[Extracted material]
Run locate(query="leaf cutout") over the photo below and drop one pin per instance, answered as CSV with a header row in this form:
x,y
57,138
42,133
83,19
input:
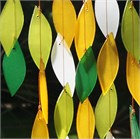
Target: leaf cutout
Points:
x,y
107,63
43,91
133,77
135,130
63,63
64,18
86,75
40,129
14,69
85,29
63,114
11,23
107,20
85,121
109,136
129,30
105,111
40,38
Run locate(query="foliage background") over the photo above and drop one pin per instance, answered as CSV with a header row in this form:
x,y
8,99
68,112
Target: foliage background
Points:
x,y
18,112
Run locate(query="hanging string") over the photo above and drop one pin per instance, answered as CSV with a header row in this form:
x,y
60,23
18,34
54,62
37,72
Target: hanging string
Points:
x,y
41,61
106,20
39,16
132,41
15,16
63,41
85,10
106,12
85,43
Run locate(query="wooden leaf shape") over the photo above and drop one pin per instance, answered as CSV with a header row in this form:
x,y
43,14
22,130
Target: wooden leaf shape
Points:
x,y
63,114
109,136
64,18
135,130
11,23
85,121
43,92
40,129
133,77
85,29
63,63
40,38
107,63
105,112
129,30
107,20
86,75
14,69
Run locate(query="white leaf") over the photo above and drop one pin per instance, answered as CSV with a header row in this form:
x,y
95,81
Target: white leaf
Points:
x,y
63,63
107,16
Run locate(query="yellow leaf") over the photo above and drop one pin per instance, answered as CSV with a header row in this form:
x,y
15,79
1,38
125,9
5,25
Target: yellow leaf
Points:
x,y
85,29
105,111
85,121
133,77
107,63
11,23
40,129
130,30
40,38
63,114
64,18
43,92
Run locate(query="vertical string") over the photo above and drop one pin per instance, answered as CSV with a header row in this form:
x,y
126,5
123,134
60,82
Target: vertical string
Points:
x,y
85,43
63,41
85,9
132,42
39,16
106,19
15,16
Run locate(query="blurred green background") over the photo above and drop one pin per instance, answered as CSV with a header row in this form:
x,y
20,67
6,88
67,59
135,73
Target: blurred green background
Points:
x,y
18,112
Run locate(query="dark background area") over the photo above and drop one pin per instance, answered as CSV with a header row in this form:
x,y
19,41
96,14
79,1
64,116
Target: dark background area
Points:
x,y
18,112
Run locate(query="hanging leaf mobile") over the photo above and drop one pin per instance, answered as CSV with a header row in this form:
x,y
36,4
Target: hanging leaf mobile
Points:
x,y
107,66
11,24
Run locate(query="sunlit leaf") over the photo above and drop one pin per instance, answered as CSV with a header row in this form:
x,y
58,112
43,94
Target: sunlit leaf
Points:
x,y
40,38
86,75
43,92
109,136
64,18
40,129
85,29
107,20
105,112
135,130
14,69
107,63
133,77
11,23
85,121
63,114
130,30
63,63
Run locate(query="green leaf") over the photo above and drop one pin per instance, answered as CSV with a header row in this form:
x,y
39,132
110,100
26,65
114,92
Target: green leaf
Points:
x,y
63,114
40,38
135,130
14,69
86,75
11,23
130,30
105,111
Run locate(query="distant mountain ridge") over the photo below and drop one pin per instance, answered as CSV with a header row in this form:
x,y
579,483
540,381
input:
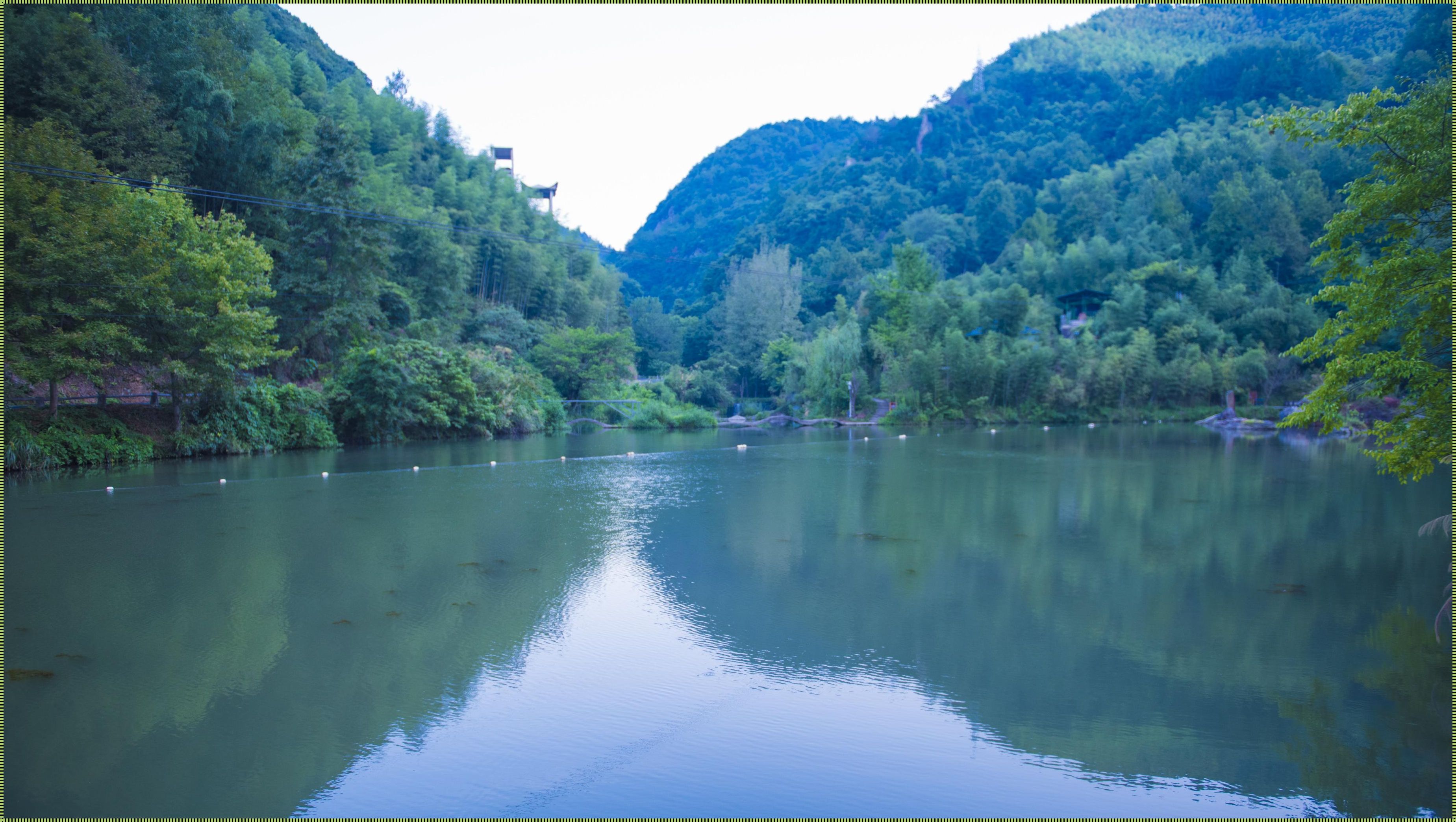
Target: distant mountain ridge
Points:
x,y
1050,105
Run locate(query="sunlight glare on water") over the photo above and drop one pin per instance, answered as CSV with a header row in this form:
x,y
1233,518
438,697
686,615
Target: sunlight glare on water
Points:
x,y
1068,623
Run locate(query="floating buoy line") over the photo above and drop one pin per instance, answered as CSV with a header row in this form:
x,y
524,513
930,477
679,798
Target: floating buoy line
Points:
x,y
417,469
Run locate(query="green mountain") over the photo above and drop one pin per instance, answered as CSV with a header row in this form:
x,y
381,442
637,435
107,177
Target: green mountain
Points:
x,y
409,330
921,258
969,171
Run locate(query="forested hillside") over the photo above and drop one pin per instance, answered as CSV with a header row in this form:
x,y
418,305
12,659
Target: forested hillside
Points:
x,y
400,330
1120,156
344,268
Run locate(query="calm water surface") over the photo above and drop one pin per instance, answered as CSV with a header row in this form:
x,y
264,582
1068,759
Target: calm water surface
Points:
x,y
1113,622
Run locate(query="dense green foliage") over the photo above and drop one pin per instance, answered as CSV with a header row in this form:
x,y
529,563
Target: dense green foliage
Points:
x,y
580,360
89,439
415,389
200,294
1389,257
915,259
1119,156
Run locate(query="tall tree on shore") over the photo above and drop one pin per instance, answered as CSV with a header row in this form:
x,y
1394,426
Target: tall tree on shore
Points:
x,y
332,270
1389,257
70,290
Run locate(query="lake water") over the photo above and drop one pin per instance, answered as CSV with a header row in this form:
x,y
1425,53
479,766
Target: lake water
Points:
x,y
1113,622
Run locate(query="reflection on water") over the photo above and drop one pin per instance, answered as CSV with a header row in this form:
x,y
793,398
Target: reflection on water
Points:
x,y
1113,622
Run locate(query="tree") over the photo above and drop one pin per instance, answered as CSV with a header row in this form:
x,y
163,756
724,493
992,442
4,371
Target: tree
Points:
x,y
1389,259
104,276
576,360
60,70
334,267
762,302
203,324
70,290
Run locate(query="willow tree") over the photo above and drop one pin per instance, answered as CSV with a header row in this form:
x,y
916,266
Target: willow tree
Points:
x,y
1389,272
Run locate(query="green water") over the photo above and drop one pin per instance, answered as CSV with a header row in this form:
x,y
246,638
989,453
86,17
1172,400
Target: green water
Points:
x,y
1119,622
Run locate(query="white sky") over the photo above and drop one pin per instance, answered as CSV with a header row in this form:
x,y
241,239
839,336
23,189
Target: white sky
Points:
x,y
619,102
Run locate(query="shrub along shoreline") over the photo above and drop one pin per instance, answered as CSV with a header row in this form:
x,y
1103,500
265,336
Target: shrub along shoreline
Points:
x,y
270,417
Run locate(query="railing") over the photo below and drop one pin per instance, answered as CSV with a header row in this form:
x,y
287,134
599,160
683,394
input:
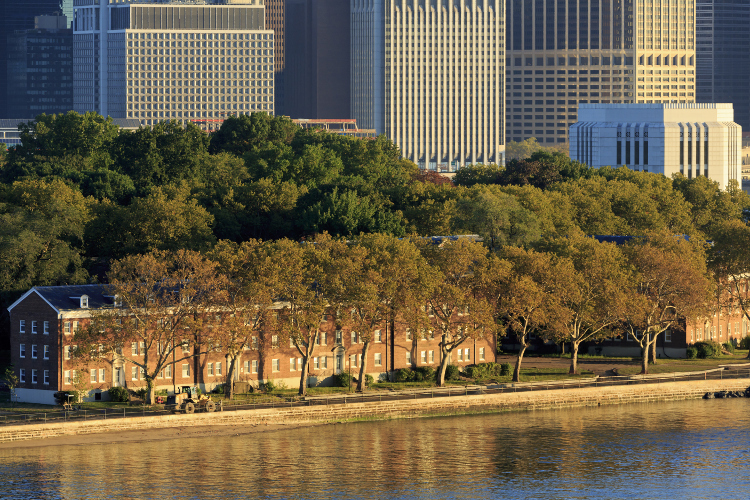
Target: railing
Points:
x,y
294,402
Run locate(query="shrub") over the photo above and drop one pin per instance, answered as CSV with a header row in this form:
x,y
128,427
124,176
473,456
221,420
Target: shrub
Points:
x,y
708,349
451,372
343,379
403,375
118,394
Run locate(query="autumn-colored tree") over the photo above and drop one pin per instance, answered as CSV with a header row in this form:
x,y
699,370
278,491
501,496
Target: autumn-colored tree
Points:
x,y
525,293
671,282
153,321
594,290
448,301
245,302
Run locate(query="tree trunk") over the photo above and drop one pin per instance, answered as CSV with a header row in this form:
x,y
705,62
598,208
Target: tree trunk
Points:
x,y
519,358
361,384
644,357
574,357
229,385
440,382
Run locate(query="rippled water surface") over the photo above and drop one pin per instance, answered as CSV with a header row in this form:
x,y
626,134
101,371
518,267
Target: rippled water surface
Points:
x,y
692,449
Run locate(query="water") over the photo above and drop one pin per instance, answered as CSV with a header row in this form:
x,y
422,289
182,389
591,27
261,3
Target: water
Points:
x,y
691,449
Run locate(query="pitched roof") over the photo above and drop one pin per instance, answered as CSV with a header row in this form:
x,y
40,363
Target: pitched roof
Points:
x,y
67,297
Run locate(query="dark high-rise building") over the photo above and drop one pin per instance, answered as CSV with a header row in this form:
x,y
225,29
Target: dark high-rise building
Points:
x,y
722,46
40,69
317,69
17,15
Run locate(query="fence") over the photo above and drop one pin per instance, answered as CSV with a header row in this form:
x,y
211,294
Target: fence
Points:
x,y
291,402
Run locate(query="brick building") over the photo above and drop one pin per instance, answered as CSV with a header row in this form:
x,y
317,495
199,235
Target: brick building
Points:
x,y
45,319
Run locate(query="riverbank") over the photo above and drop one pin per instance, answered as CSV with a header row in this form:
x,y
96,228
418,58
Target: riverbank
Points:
x,y
274,419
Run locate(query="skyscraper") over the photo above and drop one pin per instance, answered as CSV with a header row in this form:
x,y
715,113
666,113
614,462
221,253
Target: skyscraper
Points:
x,y
196,61
430,75
563,53
722,46
15,16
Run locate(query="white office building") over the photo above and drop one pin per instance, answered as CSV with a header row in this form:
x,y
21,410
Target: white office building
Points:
x,y
187,60
430,75
690,139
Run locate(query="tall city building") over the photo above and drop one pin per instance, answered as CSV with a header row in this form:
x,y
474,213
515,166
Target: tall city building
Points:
x,y
564,53
687,138
430,75
185,60
316,76
17,15
40,69
722,47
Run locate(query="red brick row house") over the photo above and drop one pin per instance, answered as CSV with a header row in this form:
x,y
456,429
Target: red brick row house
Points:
x,y
45,319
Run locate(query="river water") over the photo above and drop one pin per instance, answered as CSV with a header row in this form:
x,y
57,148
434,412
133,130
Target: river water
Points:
x,y
690,449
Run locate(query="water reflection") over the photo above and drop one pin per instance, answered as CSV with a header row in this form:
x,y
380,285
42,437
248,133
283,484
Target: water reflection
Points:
x,y
694,449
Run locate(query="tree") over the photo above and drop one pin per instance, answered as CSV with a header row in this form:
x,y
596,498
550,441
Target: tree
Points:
x,y
671,282
246,301
594,290
497,217
523,286
155,317
386,270
449,303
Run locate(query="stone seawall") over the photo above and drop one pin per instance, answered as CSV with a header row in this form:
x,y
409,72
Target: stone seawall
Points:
x,y
566,398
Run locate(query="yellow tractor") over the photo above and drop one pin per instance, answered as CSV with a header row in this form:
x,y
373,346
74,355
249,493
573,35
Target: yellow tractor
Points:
x,y
188,400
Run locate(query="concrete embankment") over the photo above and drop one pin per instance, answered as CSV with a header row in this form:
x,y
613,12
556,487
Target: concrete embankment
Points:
x,y
317,415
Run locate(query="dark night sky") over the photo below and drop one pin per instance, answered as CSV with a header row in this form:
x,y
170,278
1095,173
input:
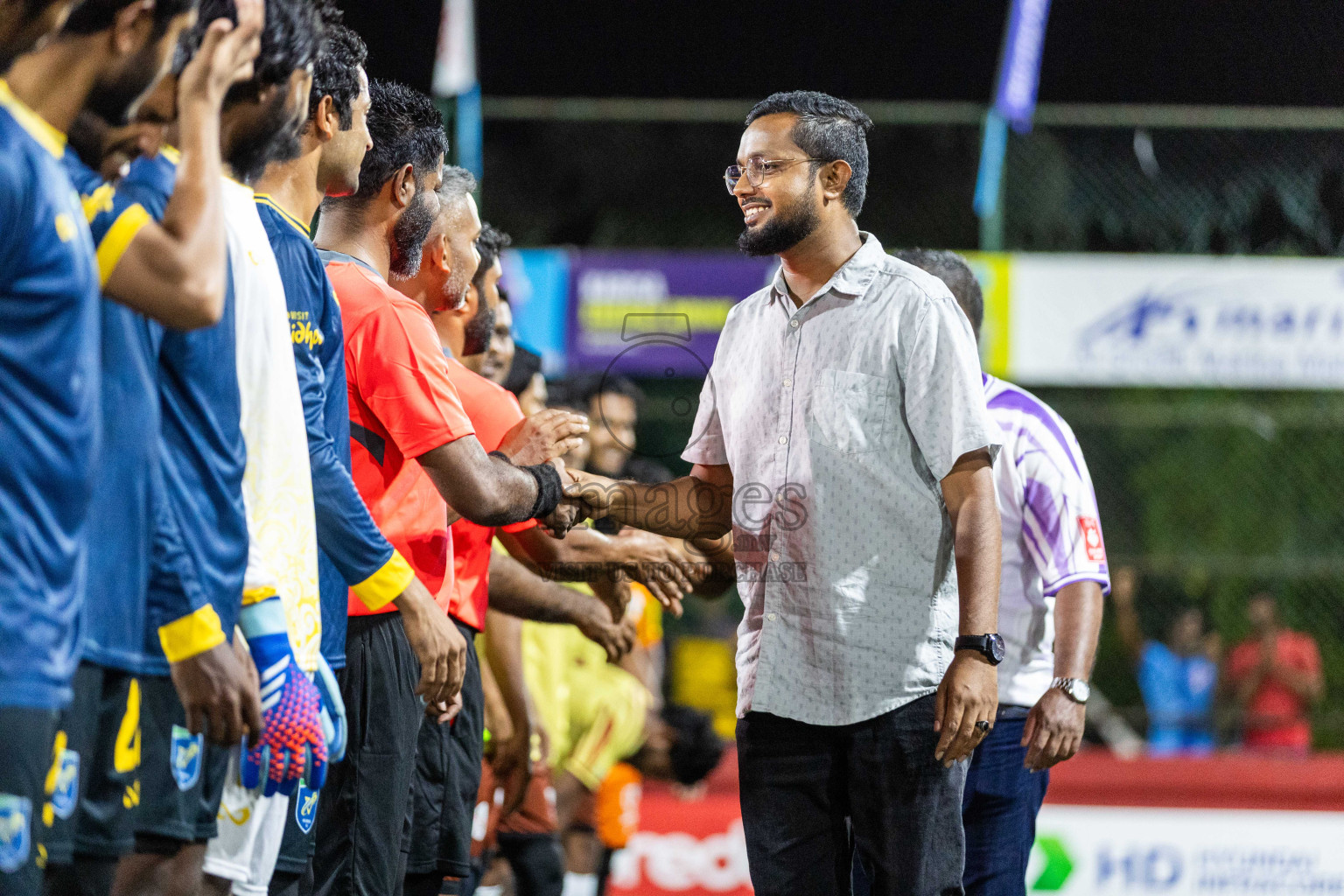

[Given request] Report every line of the records that contains the string "seawall", copying each such line in full. Treat case as significant.

[Result of this exercise]
Run locate(query="stone seawall") over the photo above and drop one pin per instance, answered as CSV with a header row in this form:
Target: stone seawall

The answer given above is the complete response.